* [Instrucciones de trabajo]
1. Enumera las estaciones que se nombran en el relato sobre el anuncio equivocado en el Metro de Caracas.
2. Por favor, escribe la continuación del relato sobre el anuncio equivocado en el Metro de Caracas, a partir de su última oración.

* [Texto proporcionado]
──────────────────────────────

Hace unas semanas
estaba viajando a través de la línea 1 del Metro de Caracas. Cuando el tren
llegó a Plaza Venezuela, una señora, a
quien llamaré Doña Lucía para los efectos dramáticos de mi historia, se levanta
de su asiento y pregunta: “¿Esto no es Sabana Grande?”. Todos a su alrededor
voltean y un señor le dice: “No, señora, es que lo que dice el operador está
mal, viene desfasado”. Bueno, la doñita se bajó en Colegio de Ingenieros para
tomar el tren de regreso. Si estás perdido, el mapa de mi ilustración te sirve
para entender mejor. Lo que asumo pasó fue que en un punto, activaron el
sistema de anuncios en la estación incorrecta, de manera que la estación que
anunciaban era la anterior, la que ya habían pasado.

──────────────────────────────

* [Datos suministrados]

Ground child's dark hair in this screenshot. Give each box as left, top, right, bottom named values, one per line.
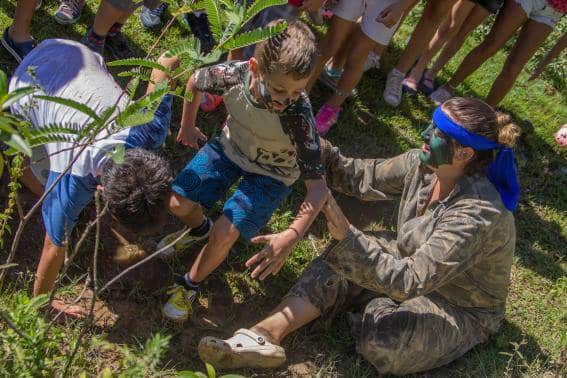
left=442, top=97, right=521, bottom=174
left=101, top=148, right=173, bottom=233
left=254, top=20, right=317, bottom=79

──────────────────────────────

* [Respuestas]
1. Plaza Venezuela, Sabana Grande, Colegio de Ingenieros

2.
Mientras pensaba
sobre qué te escribiría hoy, día de mi cumpleaños número 35, me recordé de este
episodio. Verás, el deseo más grande de mi vida ha sido el mismo desde mis doce
años: estar en el lugar que Dios determinó para mí. Mientras que el temor más
grande es lo opuesto: pasarme la estación y llegar a un sitio no destinado. La
cosa es cómo saberlo. Es decir, cómo saber que no estás en la estación errada,
cómo saber que la ruta tomada me lleva al destino divino, y que si llegase a
equivocarme podría bajarme del tren y tomar el otro que va dirección Palo
Verde. O incluso cambiar a otra línea de ser necesario. De manera que estuve
analizando todo el episodio para extraer unas lecciones.
Lo primero que veo
es que Doña Lucía sabía a dónde iba. Si bien se equivocó, ella tenía un destino
establecido. No se montó en el tren para pasear e ir a la ventura. Eso es
importantísimo. Si sé a dónde voy, pues podré hacer planes claros y tendré en
mente un destino final. Siempre recuerdo la ilustración de un pastor que tuve
que hablaba de un piloto que saludaba a
sus pasajeros y les decía que no sabía exactamente a dónde aterrizarían ni
cuánto tiempo tardarían en llegar a su parada final. Es una cosa sin sentido,
pero cabe preguntar: ¿Sabes a dónde vas? ¿Sabes en cuál estación tienes que
bajarte? Si sabes eso, sabes a dónde no debes pararte. La mujer del flujo de
sangre de las que nos hablan Marcos y Lucas tenía una sola cosa en mente: tocar
el manto de Jesús. No había otra alternativa para ella.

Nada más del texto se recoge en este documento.